• Materials provided:
++++++
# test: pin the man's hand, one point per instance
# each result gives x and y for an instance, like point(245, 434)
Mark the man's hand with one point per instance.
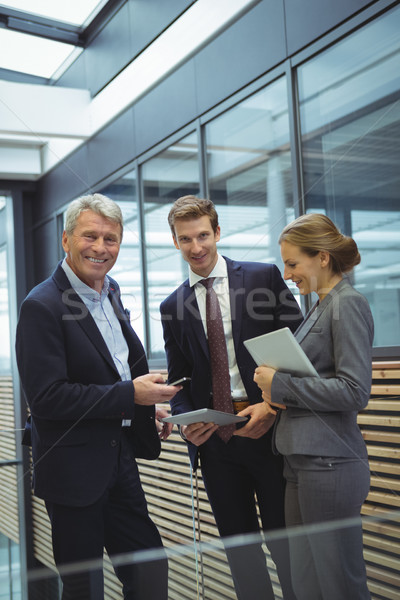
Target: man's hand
++++++
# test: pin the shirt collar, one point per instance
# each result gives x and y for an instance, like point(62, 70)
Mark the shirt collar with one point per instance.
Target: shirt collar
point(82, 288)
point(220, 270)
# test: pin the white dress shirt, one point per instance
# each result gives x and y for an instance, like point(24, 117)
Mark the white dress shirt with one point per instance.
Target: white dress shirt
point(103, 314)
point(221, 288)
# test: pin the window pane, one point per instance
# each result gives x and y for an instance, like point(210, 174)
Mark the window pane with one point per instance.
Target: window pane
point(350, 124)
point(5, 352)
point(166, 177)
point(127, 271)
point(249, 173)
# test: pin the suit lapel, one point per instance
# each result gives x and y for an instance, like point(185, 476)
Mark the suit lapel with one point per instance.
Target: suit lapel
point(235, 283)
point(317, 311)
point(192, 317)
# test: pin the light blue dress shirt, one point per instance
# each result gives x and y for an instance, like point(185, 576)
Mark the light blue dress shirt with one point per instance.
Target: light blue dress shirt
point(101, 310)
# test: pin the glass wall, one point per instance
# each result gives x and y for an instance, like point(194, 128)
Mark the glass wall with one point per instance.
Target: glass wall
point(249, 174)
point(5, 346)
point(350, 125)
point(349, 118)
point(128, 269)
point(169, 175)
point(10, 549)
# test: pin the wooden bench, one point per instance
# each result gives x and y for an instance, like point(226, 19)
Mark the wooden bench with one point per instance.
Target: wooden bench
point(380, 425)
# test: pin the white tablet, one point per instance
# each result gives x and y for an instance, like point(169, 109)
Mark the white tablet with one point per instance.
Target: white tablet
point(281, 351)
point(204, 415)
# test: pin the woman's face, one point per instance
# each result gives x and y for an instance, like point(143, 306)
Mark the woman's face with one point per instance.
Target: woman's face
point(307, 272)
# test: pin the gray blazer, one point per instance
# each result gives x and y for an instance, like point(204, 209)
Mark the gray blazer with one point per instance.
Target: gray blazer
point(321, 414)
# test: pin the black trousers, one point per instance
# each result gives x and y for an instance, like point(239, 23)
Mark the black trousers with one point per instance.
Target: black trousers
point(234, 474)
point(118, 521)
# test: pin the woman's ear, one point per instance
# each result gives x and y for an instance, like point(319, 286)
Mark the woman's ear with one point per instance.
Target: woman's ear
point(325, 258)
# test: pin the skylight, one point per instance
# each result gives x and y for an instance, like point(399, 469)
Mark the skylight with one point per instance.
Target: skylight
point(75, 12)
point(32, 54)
++++++
• What the task requires: The lines above from the one with "Mark the light" through the one with "# test: pin the white tablet, one" are to be duplicated exactly, ends included, with nothing added.

• Result for this task:
Mark the light blue dress shirt with one point per instance.
Target: light blue dress shirt
point(101, 310)
# test: pin the glass wall, one point per instance
# each result gives x and y for an instance, like point(194, 128)
Mark the glass wall with one point per instance.
Target: glass wall
point(249, 174)
point(5, 346)
point(350, 125)
point(349, 118)
point(128, 269)
point(169, 175)
point(10, 549)
# test: pin the wooden bench, one point per instance
# each result gives x and y for an instance, like point(226, 19)
Mark the wooden bench with one point per instance.
Target: wooden bench
point(380, 425)
# test: pin the white tablet, one point per instance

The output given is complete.